ТЕКСТ

Я еще ничего не писал о своем новом друге. А без него мне труднее было обойтись. Я познакомился с ним в общежитии «Жибурелиса», где жил мой товарищ Йонас Шимкус.

В общежитие входили со двора через огромную кухню, заполненную дымом, паром, вонью белья. В этом чаду бродили грязные женщины — персонал общежития. Во всех углах были навалены груды картошки, свеклы, на столах — кочаны капусты. Убегая от этих запахов, я поскорее нырял в столовую, в которой питались жильцы общежития. Столовая была еще больше кухни. Она давно уже не видела ремонта. В два ряда стояли столы без скатертей. В обеденное время здесь собирались молодые люди. Комната эта тоже пропиталась всеми запахами, характерными для плохих и дешевых столовых. Миновав ее, я оказывался в комнате, в которой жил Йонас Шимкус, переехавший из Паланги в Каунас, и последнее время — Пятрас Цвирка. Там стояли койки, на стенах висела небогатая одежда жильцов, на застеленном бумагой столе валялись книги, объедки колбасы, хлебные крошки. Как-то, войдя в комнату, я увидел за столом незнакомого юношу, который и оказался Пятрасом Цвиркой. Это был крепко сколоченный парень с красиво вылепленной головой, которую, словно шапка, покрывали густые волосы. Его лицо было оживленным. Особенно живыми были глаза, в которых перемежались печаль и смех. Казалось, что этот парень вот-вот скажет что-то остроумное и интересное.

— Венцлова? Знаю. Я еще в деревне читал твои «Сумеречные переулки». Ничего. Приличные стишки. Некоторые, видно, посвящены какой-то фее, — сказал он, пожимая мне руку своей крупной рукой деревенского парня, привычного к тяжелой работе.

Мы разговорились, новый мой знакомый на самом деле оказался необыкновенно остроумным. Он писал стихи, которые мне тут же показал.

— Вот с рифмами у меня просто горе, — сказал с улыбкой Цвирка. — Но Шимкус говорит, что Уолт Уитмен неплохо писал и без рифм, — засмеялся он и спрятал свои стихи в стол.

Так завязалось наше знакомство, которое вскоре превратилось в близкую дружбу, длившуюся до последнего дня его жизни. Поначалу эта дружба была почти детской. Словно дети, мы подсмеивались друг над другом, иногда даже ссорились и снова мирились. В этом виновата была разница наших темпераментов — он был сангвиником, горячим, остроумным человеком, склонным к шутке, иногда даже злой, а я не всегда любил смех и не всегда понимал остроты. Шли годы, и наша дружба росла в литературной работе, в борьбе против сметоновского режима, ее укрепляли одинаковые литературные вкусы, ненависть к фашизму, буржуазии, мещанскому убожеству жизни. Бывали минуты, когда мы немного отдалялись друг от друга, но это обычно было продиктовано мелочами быта, а не причинами идеологического или литературного характера. Потом нас снова сближала дружба — искренняя, полная откровенности и любви.

ФРАГМЕНТ ДАННЫХ
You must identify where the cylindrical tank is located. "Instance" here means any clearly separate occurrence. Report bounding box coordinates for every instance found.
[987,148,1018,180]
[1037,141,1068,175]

ЗАДАНИЕ A
Какую книгу, судя по тексту, Цвирка прочитал еще в деревне?
ЗАДАНИЕ B
Подхватите текст о дружбе с Пятрасом Цвиркой и продолжите его после последнего предложения.
Данные никак не связаны с текстом.

ОТВЕТ A
«Сумеречные переулки».

ОТВЕТ B
С первых же встреч меня поразило остроумие Цвирки и его многочисленные комические рассказы о родной деревне и из жизни Художественного училища, в котором Цвирка учился.

— Вчера К. с нашего курса идет по коридору училища и блеет: «Бе-е, бе-е», — рассказывает Цвирка. — А за ним шагает профессор Каетонас Склерюс. Догнав К., он спокойно кладет ему руку на плечо и говорит басом: «Но вы просто удивительно блеете! Никак не отличишь от барана! Да, вы настоящий баран!..»

— Пятрас, а как вам Диджёкас рассказывал о возникновении византийского стиля?.. Расскажи, — просит Шимкус.

— Итак, — начинает Цвирка, изменив голос, изображая художника Диджёкаса, преподавателя Художественного училища, — сегодня поговорим о византийском стиле… Посмотрим, так сказать, как он возник… Слушайте! Когда-то воевали друг с другом… Ну, как их там… Эти чукчи или калмыки с япошками… То есть я не совсем точно… Не калмыки, а мордва дралась с турками или персами, черт их там поймет, давно было… Не помню… Этого можете не записывать, на экзаменах не спрошу… Так вот. В один прекрасный день дрался король этих черемис с ятвягами… Уже и солнце близится к закату. Вот и говорит жена одного короля, мордовского, что ли: «Хватит драться, говорит, перестаньте… Я чаю вскипятила, сыру нарезала, садитесь, перекусите…» Послушались короли, перестали драться, сели на ковер и едят, самогоном запивают. А этот ковер был расписан этаким орнаментом… А этот орнамент и был византийского стиля… Вот так и возник этот стиль…

Рассказывал Цвирка так комично, что мы просто восхищались. Но не только этим отличался Пятрас.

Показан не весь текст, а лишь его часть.